Arrange every line of the records below as a numbered list, leaving out blank lines.

>>>

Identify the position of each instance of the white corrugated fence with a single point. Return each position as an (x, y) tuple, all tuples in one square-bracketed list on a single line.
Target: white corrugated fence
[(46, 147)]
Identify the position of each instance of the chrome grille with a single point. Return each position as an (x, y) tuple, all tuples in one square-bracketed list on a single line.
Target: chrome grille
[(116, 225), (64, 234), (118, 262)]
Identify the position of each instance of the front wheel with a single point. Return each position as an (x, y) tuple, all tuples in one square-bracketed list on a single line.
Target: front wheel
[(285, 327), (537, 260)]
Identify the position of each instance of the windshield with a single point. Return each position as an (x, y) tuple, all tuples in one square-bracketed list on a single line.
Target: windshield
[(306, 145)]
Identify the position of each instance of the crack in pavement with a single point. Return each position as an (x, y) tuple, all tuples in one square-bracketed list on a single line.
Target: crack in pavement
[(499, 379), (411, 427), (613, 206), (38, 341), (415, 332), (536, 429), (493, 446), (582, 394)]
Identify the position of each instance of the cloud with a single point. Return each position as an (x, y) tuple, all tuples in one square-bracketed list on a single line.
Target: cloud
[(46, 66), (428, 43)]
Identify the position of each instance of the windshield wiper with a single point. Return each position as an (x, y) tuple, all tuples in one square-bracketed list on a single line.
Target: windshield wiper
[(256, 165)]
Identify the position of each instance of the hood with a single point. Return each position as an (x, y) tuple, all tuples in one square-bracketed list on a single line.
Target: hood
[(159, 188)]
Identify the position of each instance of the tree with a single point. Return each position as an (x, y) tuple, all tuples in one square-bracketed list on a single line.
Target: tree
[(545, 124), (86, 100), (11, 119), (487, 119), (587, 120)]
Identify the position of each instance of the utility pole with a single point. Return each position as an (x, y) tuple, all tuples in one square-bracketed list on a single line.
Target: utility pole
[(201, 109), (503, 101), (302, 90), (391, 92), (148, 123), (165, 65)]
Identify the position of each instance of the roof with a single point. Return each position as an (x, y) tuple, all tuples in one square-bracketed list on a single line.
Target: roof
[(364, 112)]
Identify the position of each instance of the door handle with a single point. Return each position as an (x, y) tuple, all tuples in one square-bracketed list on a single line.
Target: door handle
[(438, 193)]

<<<

Expected answer:
1. Identify the position of each instance of the white corrugated fence with a single point. Return each position as an (x, y) tuple, all tuples in one square-bracketed list on a single line.
2. Target: white corrugated fence
3. [(46, 147)]
4. Identify the position of each instance of the chrome grille with a single point. Return each position as an (x, y) tuple, all tuples in one square-bracketed list on a single line.
5. Target: chrome grille
6. [(116, 225), (64, 234), (118, 262)]
7. Identify the position of each instance of the front wheel with a single point. Return each position as an (x, y) tuple, all tuples in one square-bracketed list on a single line.
8. Target: front wheel
9. [(285, 327), (537, 260)]
10. Identify the position of each instance of the windshield with a single point. Return each position as an (x, y) tuple, all tuples in one square-bracketed list on a single line.
11. Target: windshield
12. [(306, 145)]
13. Identify the position of each instance of the crack in pavement with a single point. Return each position as an (x, y) tuple, all tuples in one square-bracketed list on a single line.
14. Target: crack in pavement
15. [(499, 379), (411, 427), (613, 206), (38, 341), (415, 332), (536, 429), (493, 446), (582, 394)]
16. Identify the position of each instance of the cloud with a single point. Return each position as an (x, y) tuple, all tuples in one square-bracketed list on a single line.
17. Target: cloud
18. [(46, 66), (428, 43)]
19. Identify the position of each instance of the windshield wiper with a single point. Return each position as an (x, y) tuple, all tuples in one square-bracketed list on a single line.
20. Target: windshield wiper
21. [(256, 165)]
22. Identify the position of each instance of the hood with a single point. Return each position as an (x, y) tuple, all tuples in one square-bracketed list on a single line.
23. Target: hood
24. [(159, 188)]
25. Identify the position of each instance of the tree with a single point. Return each position as an (x, y) tuple, all tuples in one square-bracketed list on a single line.
26. Target: tree
27. [(545, 124), (86, 100), (11, 119), (487, 119), (587, 120)]
28. Identify the position of each instance of the utility pole with a single point. Return each position as an (x, y) tuple, all tuples in one square-bracketed list on a single line.
29. Target: utility pole
30. [(201, 109), (503, 101), (302, 90), (391, 92), (148, 123), (165, 65)]
31. Identify the position of each instance of the roof with a single point. Return each position as an (x, y) tuple, all tuples in one square-bracketed list on a single line.
32. Target: roof
33. [(364, 112)]
34. Identify the position of each instance of the door handle with a single point. Return each position as an (x, y) tuple, all tuples in one square-bracketed list on a single line.
35. Target: door handle
36. [(438, 193)]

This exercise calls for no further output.